__Textabschnitt__.
^^^^

Essen will Arbeitspflicht für Bürgergeldempfänger
Lokalzeit Ruhr. 15.01.2025. 02:35 Min.. Verfügbar bis 15.01.2027. WDR. Von Carmen Krafft-Dahlhoff.
Essen will Arbeitspflicht für Bürgergeldempfänger
Stand: 16.01.2025, 13:36 Uhr
Die Stadt Essen will Beziehern von Bürgergeld die Leistungen kürzen. Es sei denn, sie arbeiten in gemeinnützigen Einrichtungen.
Peter Renzel ist Dezernent für Soziales und Arbeit in Essen. Er hat ein Konzeptpapier für das NRW-Arbeitsministerium geschrieben, in dem er sich dafür ausspricht, Empfänger von Bürgergeld zu gemeinnütziger Arbeit zu verpflichten.
Der Gesellschaft etwas zurückgeben
Das Bürgergeld, so seine Begründung, werde schließlich vom Steuerzahler - und damit von der Allgemeinheit - aufgebracht. Da sei es nur recht und billig, dass die Menschen, die es bekommen und die arbeiten können, der Allgemeinheit etwas zurückgeben. Wer eine Leistung bekommt und drei Stunden am Tag arbeiten kann, soll dazu verpflichtet werden, eine vom Jobcenter zugewiesene gemeinnützige Arbeitsgelegenheit anzunehmen.
Um festzustellen, wer arbeitsfähig ist, sollen nach den Plänen einmal jährlich alle Leistungsempfänger unter 65 Jahren auf Erwerbsfähigkeit durch den öffentlichen Gesundheitsdienst überprüft werden - gegebenenfalls durch Psychologen. "Mir geht es nicht darum jemanden zu diffarmieren oder über Faulheit von Menschen zu sprechen. Mir geht es um Beteiligung, um Mitwirkung", so Peter Renzel.

Der Essener Sozialdezernent Peter Renzel
Träger von gemeinnützigen Einrichtungen sind skeptisch, ob das funktioniert. Sie haben bisher die Erfahrung gemacht, dass die Fehlzeiten bei Bürgergeldempfängern, die das Jobcenter zu unfreiwilliger Arbeit schickt, sehr hoch sind. Außerdem sei es sehr aufwändig, diese Menschen anzuleiten und zur Arbeit zu motivieren.
Politik des Hinterherlaufens
Sozialdezernent Peter Renzel ist das durchaus klar. Kürzungen, wie sie die Bundesregierung vorsieht, seien in seinem Konzept nicht vorgesehen. Ganz im Gegenteil. Bürgergeldempfänger in Arbeit zu bringen, erfordere in vielen Fällen eine Politik des Hinterherlaufens.

^^^^

__Vorliegendes Material__.
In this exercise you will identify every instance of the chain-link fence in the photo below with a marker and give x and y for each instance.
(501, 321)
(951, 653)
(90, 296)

^^^^

__Aufgabenstellung__.
Setze den Artikel über die geplante Arbeitspflicht für Bürgergeldempfänger in Essen im Anschluss an seinen letzten Satz fort.

__Ergebnis__.
"Hinterherlaufen bedeutet Ressource. Ressource durch Personal, durch Anleitung. Das müssen wir machen." Essens Sozialdezernent Peter Renzel
"Das bedeutet Ressource. Ressource durch Personal, durch Anleitung. Und das müssen wir machen." Er habe, so Renzel weiter, in seinem Impulspapier deutlich gemacht, dass das eine Investition in die Zukunft sei. "Und die brauchen wir auch."
Wenig Motivation durch Arbeitspflicht
Bernd Fitzenberger ist Chef des Nürnberger Institutes für Arbeitsmarkt- und Berufsforschung, welches zur Bundesagentur für Arbeit gehört. Seiner Meinung nach hätte eine Arbeitspflicht gravierende Nachteile und würde einen hohen bürokratischen Aufwand verursachen. Vor allem wäre aber die Arbeitsmotivation gering, weil sich die Menschen die Jobs nicht ausgesucht hätten und diese auch nicht mit ihrer Qualifikationen übereinstimmten.
Außerdem besteht die Gefahr, dass eine Arbeitspflicht reguläre, oft produktivere Beschäftigung verdrängt. Bernd Fitzenberger, Nürnberger Institut für Arbeitsmarkt- und Berufsforschung (IAB)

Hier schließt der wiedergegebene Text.